Task objective: Instruction for the entries that follow: retype exactly the lines from the line with "in dark suit." to the line with "the blue banner.", both included, and omit all others.
------------
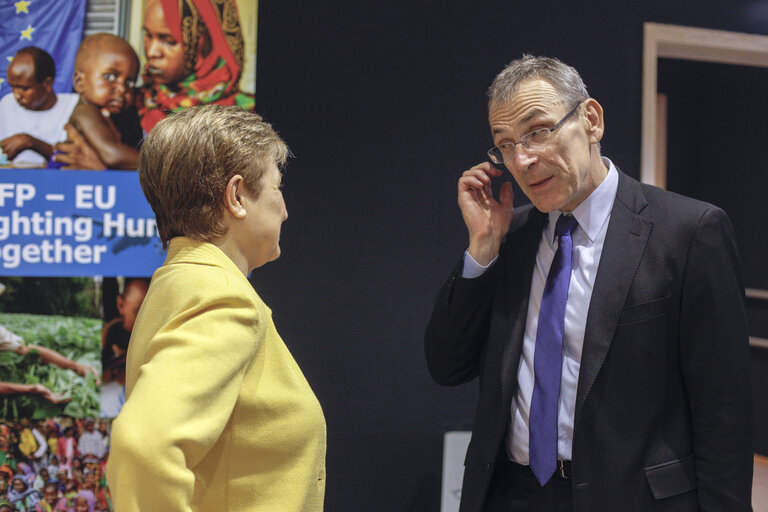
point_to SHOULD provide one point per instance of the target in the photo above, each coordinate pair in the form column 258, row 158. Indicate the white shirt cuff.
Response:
column 472, row 268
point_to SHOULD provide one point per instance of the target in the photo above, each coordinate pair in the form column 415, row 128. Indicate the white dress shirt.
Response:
column 592, row 216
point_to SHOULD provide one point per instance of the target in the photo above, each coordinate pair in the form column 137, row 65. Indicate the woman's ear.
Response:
column 233, row 196
column 593, row 112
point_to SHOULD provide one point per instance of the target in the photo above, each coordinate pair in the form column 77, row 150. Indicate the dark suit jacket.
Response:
column 663, row 406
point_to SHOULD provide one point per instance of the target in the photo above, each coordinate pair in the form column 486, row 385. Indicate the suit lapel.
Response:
column 515, row 292
column 624, row 246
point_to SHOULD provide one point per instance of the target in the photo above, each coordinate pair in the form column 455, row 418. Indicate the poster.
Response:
column 78, row 248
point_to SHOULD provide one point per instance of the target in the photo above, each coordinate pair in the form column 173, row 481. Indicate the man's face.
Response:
column 565, row 172
column 29, row 93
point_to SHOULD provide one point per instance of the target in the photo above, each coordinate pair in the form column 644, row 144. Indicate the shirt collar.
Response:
column 593, row 212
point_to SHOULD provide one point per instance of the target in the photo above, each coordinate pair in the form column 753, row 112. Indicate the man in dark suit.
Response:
column 651, row 408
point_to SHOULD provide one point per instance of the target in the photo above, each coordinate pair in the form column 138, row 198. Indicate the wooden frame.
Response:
column 687, row 43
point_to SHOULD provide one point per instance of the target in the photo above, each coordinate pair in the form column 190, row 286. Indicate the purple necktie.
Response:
column 547, row 357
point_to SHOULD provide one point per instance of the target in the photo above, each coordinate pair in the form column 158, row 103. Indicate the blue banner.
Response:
column 56, row 26
column 76, row 223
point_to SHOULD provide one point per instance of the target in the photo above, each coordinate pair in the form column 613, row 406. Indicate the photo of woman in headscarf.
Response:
column 194, row 51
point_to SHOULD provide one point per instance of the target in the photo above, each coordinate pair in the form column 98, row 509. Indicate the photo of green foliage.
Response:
column 76, row 338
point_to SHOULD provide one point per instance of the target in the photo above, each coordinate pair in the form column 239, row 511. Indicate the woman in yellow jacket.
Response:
column 218, row 416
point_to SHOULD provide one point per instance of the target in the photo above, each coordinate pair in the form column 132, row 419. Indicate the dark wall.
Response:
column 717, row 152
column 383, row 105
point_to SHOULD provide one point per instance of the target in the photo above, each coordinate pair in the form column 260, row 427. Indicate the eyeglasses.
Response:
column 533, row 142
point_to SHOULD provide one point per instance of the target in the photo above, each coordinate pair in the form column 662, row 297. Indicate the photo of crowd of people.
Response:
column 54, row 465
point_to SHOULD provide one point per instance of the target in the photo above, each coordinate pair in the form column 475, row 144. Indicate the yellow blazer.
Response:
column 218, row 416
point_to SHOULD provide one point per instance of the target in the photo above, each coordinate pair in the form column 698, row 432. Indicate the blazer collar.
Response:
column 625, row 241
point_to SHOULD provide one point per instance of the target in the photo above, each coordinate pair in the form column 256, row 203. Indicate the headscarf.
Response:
column 213, row 69
column 29, row 496
column 89, row 497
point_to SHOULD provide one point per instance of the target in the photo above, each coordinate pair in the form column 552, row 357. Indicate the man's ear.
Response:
column 593, row 113
column 77, row 81
column 233, row 196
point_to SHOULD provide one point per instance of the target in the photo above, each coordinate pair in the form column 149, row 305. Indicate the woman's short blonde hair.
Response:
column 189, row 157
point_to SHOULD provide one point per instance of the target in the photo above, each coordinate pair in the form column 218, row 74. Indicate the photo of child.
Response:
column 106, row 68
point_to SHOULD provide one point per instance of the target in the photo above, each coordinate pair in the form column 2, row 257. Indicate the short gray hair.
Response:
column 565, row 79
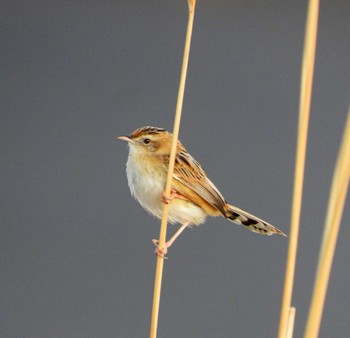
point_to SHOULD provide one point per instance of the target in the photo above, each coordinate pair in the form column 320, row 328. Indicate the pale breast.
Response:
column 147, row 185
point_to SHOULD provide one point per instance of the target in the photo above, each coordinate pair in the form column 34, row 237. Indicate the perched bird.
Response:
column 193, row 196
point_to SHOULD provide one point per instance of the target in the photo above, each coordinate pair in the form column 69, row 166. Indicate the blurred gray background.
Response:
column 76, row 253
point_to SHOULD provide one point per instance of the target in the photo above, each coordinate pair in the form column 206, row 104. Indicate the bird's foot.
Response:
column 161, row 252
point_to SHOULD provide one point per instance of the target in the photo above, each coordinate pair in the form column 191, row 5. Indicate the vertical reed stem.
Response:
column 162, row 236
column 304, row 112
column 335, row 209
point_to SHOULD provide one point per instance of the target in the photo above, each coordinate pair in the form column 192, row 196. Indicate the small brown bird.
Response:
column 193, row 196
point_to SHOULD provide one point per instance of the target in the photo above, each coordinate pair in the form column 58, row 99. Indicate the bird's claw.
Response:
column 158, row 251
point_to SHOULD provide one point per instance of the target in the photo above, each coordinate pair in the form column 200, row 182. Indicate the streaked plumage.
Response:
column 196, row 197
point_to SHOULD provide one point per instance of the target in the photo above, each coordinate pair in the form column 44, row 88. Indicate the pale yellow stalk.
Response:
column 335, row 209
column 163, row 229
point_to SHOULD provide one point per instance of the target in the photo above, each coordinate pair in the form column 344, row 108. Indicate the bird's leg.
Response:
column 163, row 251
column 173, row 194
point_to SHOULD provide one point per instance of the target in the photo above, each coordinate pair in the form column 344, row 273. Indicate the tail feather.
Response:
column 250, row 221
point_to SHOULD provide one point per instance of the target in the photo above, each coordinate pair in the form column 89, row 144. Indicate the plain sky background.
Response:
column 75, row 249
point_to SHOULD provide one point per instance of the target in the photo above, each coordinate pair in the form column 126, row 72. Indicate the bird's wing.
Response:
column 190, row 178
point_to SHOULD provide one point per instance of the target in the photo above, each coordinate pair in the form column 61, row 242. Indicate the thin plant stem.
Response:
column 304, row 113
column 334, row 213
column 290, row 326
column 163, row 228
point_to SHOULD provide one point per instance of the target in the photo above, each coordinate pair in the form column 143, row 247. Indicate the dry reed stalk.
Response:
column 163, row 229
column 335, row 209
column 304, row 112
column 290, row 325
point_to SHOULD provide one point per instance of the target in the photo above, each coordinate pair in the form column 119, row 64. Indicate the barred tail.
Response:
column 251, row 222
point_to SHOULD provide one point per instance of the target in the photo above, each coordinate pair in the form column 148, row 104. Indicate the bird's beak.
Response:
column 125, row 138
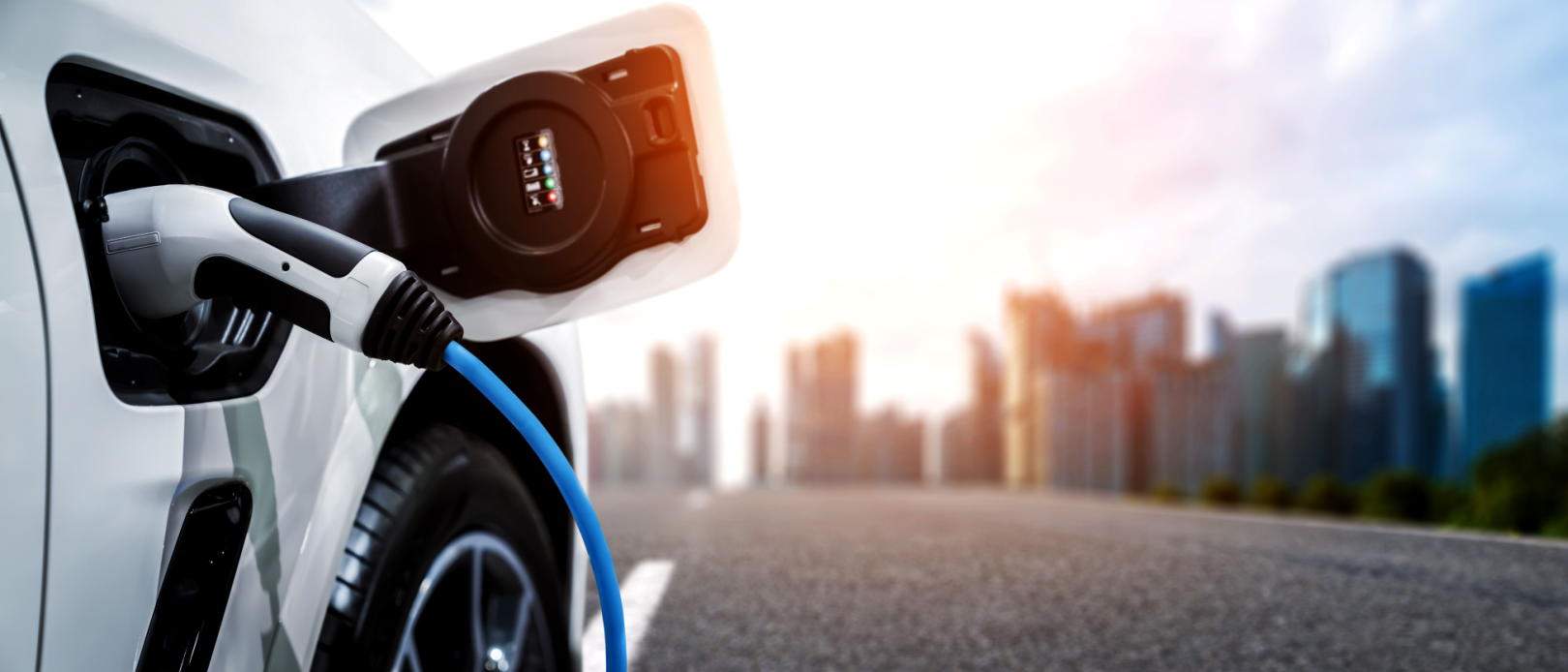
------------
Exercise response:
point_to SHOULD provide one point per instance of the target in the photo above, each coordinate pair in the form column 753, row 112. Indicate the man in dark suit.
Response:
column 651, row 408
point_to SHOULD provide one point per instance of the target in the photo above, each coordinate pair in the form column 138, row 198. Indicate the wooden frame.
Response:
column 687, row 43
point_to SHOULD provide one point per instance of the target in the photo above, each coordinate pair in the form column 190, row 286. Indicate the purple necktie.
Response:
column 547, row 357
point_to SHOULD provide one point per instance of the target in the photo above, each coordinate pair in the form column 158, row 103. Indicate the blue banner.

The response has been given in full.